• _Your task_: Convert these lines into a Markdown table with a Row column numbering each line and a Line column holding it. Omit blank lines.

• _Supplied data_:
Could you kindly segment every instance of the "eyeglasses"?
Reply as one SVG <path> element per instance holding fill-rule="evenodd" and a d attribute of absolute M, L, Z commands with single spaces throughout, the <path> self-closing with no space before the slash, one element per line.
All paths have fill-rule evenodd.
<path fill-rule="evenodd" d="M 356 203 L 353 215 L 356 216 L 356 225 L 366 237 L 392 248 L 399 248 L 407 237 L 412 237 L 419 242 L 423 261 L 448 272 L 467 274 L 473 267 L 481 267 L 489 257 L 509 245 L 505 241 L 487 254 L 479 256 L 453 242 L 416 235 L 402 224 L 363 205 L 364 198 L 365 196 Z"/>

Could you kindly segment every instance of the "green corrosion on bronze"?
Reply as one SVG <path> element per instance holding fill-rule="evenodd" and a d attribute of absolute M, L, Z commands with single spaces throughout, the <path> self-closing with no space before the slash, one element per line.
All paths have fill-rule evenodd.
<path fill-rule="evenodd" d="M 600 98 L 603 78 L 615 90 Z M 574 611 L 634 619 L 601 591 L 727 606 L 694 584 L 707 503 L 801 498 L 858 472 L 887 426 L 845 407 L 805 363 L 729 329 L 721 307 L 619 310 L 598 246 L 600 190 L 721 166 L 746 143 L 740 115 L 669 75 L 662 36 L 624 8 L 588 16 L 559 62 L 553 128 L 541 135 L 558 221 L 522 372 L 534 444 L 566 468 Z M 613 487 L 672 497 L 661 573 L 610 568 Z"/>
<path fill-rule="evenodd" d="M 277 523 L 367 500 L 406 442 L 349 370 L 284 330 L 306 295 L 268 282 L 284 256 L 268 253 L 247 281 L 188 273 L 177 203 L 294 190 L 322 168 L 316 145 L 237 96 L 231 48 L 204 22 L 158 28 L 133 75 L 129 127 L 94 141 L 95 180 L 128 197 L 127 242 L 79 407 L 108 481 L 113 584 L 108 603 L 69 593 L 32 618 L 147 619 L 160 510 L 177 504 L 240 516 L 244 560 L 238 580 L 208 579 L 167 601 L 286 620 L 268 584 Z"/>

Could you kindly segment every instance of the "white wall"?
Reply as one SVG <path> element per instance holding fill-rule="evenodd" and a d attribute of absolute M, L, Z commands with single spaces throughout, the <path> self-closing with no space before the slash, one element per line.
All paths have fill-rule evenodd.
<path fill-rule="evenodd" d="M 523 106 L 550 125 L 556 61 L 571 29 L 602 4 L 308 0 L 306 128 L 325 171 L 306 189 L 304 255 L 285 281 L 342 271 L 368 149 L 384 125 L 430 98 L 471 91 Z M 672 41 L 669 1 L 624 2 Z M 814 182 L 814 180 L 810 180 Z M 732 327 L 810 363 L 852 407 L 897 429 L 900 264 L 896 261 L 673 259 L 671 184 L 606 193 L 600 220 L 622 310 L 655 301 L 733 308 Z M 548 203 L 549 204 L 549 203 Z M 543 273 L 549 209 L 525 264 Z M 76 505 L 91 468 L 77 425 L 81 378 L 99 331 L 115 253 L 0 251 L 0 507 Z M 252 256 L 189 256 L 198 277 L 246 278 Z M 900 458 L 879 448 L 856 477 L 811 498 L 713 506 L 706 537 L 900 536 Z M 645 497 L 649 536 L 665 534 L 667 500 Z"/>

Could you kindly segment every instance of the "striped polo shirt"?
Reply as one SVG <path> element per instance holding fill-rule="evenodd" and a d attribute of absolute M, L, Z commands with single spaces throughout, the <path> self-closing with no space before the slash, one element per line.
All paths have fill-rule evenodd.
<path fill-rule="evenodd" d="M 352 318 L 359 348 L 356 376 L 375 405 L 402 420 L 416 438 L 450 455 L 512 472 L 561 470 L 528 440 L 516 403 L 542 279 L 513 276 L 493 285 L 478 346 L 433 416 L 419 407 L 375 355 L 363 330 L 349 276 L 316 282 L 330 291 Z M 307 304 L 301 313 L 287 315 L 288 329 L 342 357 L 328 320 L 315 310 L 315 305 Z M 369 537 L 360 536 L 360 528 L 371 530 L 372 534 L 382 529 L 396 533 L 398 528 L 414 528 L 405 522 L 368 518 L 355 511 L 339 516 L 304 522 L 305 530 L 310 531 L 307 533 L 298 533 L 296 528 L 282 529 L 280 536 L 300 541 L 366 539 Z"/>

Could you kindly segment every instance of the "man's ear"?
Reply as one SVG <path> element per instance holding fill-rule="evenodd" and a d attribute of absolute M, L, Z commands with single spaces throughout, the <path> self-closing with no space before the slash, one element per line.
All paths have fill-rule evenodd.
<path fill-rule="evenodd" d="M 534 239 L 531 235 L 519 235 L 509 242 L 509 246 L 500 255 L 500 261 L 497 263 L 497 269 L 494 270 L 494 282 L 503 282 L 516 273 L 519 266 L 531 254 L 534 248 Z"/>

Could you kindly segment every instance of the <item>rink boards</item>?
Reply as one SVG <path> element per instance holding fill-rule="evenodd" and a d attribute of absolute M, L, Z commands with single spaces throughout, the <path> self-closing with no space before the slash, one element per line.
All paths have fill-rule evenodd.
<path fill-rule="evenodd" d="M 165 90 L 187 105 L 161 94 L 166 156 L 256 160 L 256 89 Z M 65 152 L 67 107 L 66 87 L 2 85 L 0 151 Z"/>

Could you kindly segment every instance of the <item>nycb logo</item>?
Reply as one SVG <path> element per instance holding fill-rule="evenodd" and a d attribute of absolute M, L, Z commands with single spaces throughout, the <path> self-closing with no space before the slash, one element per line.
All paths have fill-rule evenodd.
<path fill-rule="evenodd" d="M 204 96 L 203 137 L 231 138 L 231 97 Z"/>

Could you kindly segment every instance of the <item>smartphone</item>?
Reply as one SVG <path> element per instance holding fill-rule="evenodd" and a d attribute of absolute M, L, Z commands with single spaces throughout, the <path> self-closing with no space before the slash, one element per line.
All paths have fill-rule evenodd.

• _Reply to the task_:
| Row | Line |
|---|---|
| 1 | Could you kindly segment every instance of the "eyeglasses"? |
| 2 | Reply as one SVG <path> element per instance holding fill-rule="evenodd" and a d attribute of absolute M, L, Z commands with single spaces throughout, the <path> self-closing with no space before the slash, one element per line. |
| 3 | All paths have fill-rule evenodd. |
| 4 | <path fill-rule="evenodd" d="M 356 203 L 353 215 L 356 216 L 356 225 L 366 237 L 392 248 L 399 248 L 407 237 L 412 237 L 419 242 L 423 261 L 448 272 L 467 274 L 473 267 L 481 267 L 489 257 L 509 245 L 505 241 L 487 254 L 479 256 L 453 242 L 416 235 L 402 224 L 363 205 L 364 198 L 365 196 Z"/> |
| 5 | Could you kindly segment every instance of the "green corrosion on bronze"? |
| 6 | Reply as one SVG <path> element per instance holding fill-rule="evenodd" and a d attribute of absolute M, L, Z commands with single spaces throughout, the <path> self-closing with no space before the slash, one element per line. |
| 7 | All paths have fill-rule evenodd. |
| 8 | <path fill-rule="evenodd" d="M 600 98 L 603 78 L 615 90 Z M 574 611 L 634 619 L 601 591 L 727 606 L 694 584 L 707 503 L 801 498 L 858 472 L 887 426 L 845 407 L 805 363 L 729 329 L 721 307 L 619 310 L 598 246 L 600 190 L 721 166 L 746 143 L 740 115 L 669 75 L 662 36 L 624 8 L 588 16 L 559 62 L 553 128 L 541 135 L 558 221 L 522 372 L 534 444 L 566 468 Z M 613 487 L 672 497 L 661 573 L 610 568 Z"/> |
| 9 | <path fill-rule="evenodd" d="M 277 523 L 367 500 L 406 442 L 349 370 L 284 330 L 306 295 L 268 282 L 284 256 L 268 253 L 247 281 L 188 273 L 177 203 L 294 190 L 322 168 L 316 145 L 237 96 L 231 48 L 204 22 L 158 28 L 133 75 L 129 127 L 94 141 L 95 180 L 128 197 L 127 242 L 79 407 L 108 481 L 113 584 L 108 603 L 69 593 L 32 618 L 147 619 L 160 510 L 177 504 L 240 516 L 244 560 L 238 580 L 208 579 L 167 601 L 286 620 L 268 584 Z"/> |
| 10 | Could you kindly segment every instance of the "white wall"? |
| 11 | Reply as one SVG <path> element per instance holding fill-rule="evenodd" and a d attribute of absolute M, L, Z commands with single spaces throughout, the <path> self-closing with no space before the slash, one element per line. |
| 12 | All paths have fill-rule evenodd. |
| 13 | <path fill-rule="evenodd" d="M 523 106 L 550 125 L 556 61 L 571 29 L 602 4 L 308 0 L 306 128 L 325 171 L 306 189 L 304 255 L 285 281 L 342 271 L 368 149 L 384 125 L 430 98 L 471 91 Z M 672 41 L 669 1 L 624 2 Z M 814 182 L 814 180 L 810 180 Z M 732 327 L 810 363 L 852 407 L 897 429 L 900 264 L 896 261 L 673 259 L 671 184 L 606 193 L 600 220 L 622 310 L 655 301 L 733 308 Z M 548 203 L 549 204 L 549 203 Z M 543 273 L 549 209 L 525 264 Z M 76 505 L 91 468 L 77 425 L 81 378 L 99 331 L 115 253 L 0 251 L 0 507 Z M 252 256 L 189 256 L 198 277 L 246 278 Z M 900 458 L 879 448 L 856 477 L 811 498 L 713 506 L 706 537 L 900 536 Z M 645 497 L 649 536 L 665 534 L 667 500 Z"/> |
| 14 | Could you kindly segment every instance of the "striped polo shirt"? |
| 15 | Reply as one SVG <path> element per instance holding fill-rule="evenodd" and a d attribute of absolute M, L, Z commands with single spaces throughout, the <path> self-closing with no space before the slash, one element per line. |
| 16 | All paths have fill-rule evenodd. |
| 17 | <path fill-rule="evenodd" d="M 352 318 L 359 348 L 356 376 L 375 405 L 402 420 L 416 438 L 450 455 L 512 472 L 561 470 L 528 440 L 516 403 L 542 279 L 513 276 L 493 285 L 478 346 L 433 416 L 419 407 L 375 355 L 363 330 L 349 276 L 316 282 L 330 291 Z M 307 304 L 301 313 L 287 315 L 288 329 L 342 357 L 328 320 L 315 310 L 315 305 Z M 369 537 L 360 536 L 360 528 L 371 530 L 372 534 L 382 529 L 396 533 L 398 528 L 414 528 L 405 522 L 368 518 L 355 511 L 339 516 L 304 522 L 305 530 L 310 531 L 307 533 L 298 533 L 296 528 L 282 529 L 280 536 L 300 541 L 366 539 Z"/> |
| 18 | Could you kindly segment every instance of the "man's ear"? |
| 19 | Reply as one SVG <path> element per instance holding fill-rule="evenodd" and a d attribute of absolute M, L, Z commands with single spaces throughout, the <path> self-closing with no space before the slash, one element per line. |
| 20 | All paths have fill-rule evenodd. |
| 21 | <path fill-rule="evenodd" d="M 534 239 L 531 235 L 519 235 L 509 242 L 509 246 L 500 255 L 500 261 L 497 263 L 497 269 L 494 270 L 494 282 L 503 282 L 516 273 L 519 266 L 531 254 L 534 248 Z"/> |
| 22 | Could you kindly segment every instance of the <item>rink boards</item>? |
| 23 | Reply as one SVG <path> element per instance holding fill-rule="evenodd" and a d attribute of absolute M, L, Z commands with single spaces throughout, the <path> self-closing with no space before the slash, one element per line. |
| 24 | All paths have fill-rule evenodd. |
| 25 | <path fill-rule="evenodd" d="M 165 90 L 187 105 L 161 94 L 166 156 L 256 160 L 256 89 Z M 65 152 L 67 107 L 66 87 L 2 85 L 0 151 Z"/> |
| 26 | Could you kindly segment every instance of the <item>nycb logo</item>? |
| 27 | Reply as one SVG <path> element per instance holding fill-rule="evenodd" and a d attribute of absolute M, L, Z commands with single spaces throughout, the <path> self-closing with no space before the slash, one element per line. |
| 28 | All paths have fill-rule evenodd. |
| 29 | <path fill-rule="evenodd" d="M 204 96 L 203 137 L 231 138 L 231 97 Z"/> |
| 30 | Could you kindly segment every instance of the <item>smartphone</item>? |
| 31 | Reply as one SVG <path> element per instance holding fill-rule="evenodd" and a d attribute of absolute M, L, Z commands with single spaces throughout, the <path> self-closing with no space before the slash, one element per line. |
| 32 | All paths have fill-rule evenodd. |